Stored records
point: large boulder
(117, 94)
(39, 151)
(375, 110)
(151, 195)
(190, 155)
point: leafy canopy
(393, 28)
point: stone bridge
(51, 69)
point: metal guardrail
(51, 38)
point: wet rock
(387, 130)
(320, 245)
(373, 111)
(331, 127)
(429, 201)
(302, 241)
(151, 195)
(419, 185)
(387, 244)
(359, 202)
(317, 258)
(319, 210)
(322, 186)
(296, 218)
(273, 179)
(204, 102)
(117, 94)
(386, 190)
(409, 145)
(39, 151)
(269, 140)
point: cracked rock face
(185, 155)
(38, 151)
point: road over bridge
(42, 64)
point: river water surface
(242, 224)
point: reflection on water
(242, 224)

Exercise description :: Rewrite every line of the records above as a JSON list of strings, one string per line, leaving out any blank lines.

Answer to the problem ::
[
  "point: large boulder",
  "(117, 94)",
  "(39, 151)",
  "(375, 110)",
  "(151, 195)",
  "(190, 155)",
  "point: leafy canopy",
  "(393, 28)",
  "point: stone bridge",
  "(51, 69)",
  "point: metal guardrail",
  "(51, 38)",
  "point: wet rock",
  "(387, 130)",
  "(320, 245)",
  "(373, 111)",
  "(331, 127)",
  "(429, 201)",
  "(302, 241)",
  "(151, 195)",
  "(419, 185)",
  "(387, 244)",
  "(359, 202)",
  "(317, 258)",
  "(319, 210)",
  "(322, 186)",
  "(296, 218)",
  "(273, 179)",
  "(204, 102)",
  "(117, 94)",
  "(386, 190)",
  "(409, 145)",
  "(39, 151)",
  "(269, 140)",
  "point: cracked rock face",
  "(185, 155)",
  "(38, 151)",
  "point: road over bridge",
  "(42, 64)",
  "point: river water surface",
  "(242, 224)",
  "point: reflection on water",
  "(242, 224)"
]